To be done |
Retype everything from the very beginning of the entries below down to and including the line that contains "left=0, top=0, right=349, bottom=187", keeping every character the same.

Data entries |
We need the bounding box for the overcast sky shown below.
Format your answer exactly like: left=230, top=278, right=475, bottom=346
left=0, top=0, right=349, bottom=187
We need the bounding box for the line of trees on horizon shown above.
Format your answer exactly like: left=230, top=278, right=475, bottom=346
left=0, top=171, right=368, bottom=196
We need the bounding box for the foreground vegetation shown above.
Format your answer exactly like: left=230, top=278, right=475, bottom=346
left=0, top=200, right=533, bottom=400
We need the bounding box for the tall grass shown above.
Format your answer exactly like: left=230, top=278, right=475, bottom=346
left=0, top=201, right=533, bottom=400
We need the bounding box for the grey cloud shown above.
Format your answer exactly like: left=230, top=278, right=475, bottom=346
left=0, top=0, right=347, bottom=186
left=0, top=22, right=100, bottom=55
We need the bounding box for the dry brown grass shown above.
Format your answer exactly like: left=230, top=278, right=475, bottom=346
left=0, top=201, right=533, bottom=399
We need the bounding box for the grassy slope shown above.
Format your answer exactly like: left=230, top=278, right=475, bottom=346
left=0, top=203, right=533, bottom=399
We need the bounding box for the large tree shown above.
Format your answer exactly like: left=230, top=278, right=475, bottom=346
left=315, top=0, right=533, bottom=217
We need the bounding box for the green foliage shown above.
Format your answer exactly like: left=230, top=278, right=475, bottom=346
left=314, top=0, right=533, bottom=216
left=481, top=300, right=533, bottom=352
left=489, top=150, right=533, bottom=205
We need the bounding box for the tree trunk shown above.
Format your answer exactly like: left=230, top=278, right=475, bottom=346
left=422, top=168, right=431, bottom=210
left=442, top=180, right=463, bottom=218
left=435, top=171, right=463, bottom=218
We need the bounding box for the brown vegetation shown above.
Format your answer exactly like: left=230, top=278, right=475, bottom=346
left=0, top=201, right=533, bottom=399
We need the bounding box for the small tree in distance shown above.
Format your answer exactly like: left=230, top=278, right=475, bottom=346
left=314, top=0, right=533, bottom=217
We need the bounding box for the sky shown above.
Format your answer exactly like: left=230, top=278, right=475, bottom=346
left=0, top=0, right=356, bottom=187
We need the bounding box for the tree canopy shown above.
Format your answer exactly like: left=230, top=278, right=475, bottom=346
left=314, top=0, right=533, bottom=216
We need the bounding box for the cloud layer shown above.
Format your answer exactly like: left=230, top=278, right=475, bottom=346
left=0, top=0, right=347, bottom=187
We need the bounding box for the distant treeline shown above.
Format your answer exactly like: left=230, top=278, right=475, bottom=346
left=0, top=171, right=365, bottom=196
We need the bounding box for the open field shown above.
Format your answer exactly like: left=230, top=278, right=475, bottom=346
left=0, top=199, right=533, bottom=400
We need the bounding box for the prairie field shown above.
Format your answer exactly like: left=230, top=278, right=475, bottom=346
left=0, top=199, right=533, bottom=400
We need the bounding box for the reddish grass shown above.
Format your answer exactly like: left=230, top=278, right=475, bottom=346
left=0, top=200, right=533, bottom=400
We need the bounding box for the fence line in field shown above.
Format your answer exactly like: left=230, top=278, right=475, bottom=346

Solution to the exercise |
We need the bounding box for the overcast sky shown below.
Format your answer exactly like: left=230, top=278, right=475, bottom=346
left=0, top=0, right=349, bottom=187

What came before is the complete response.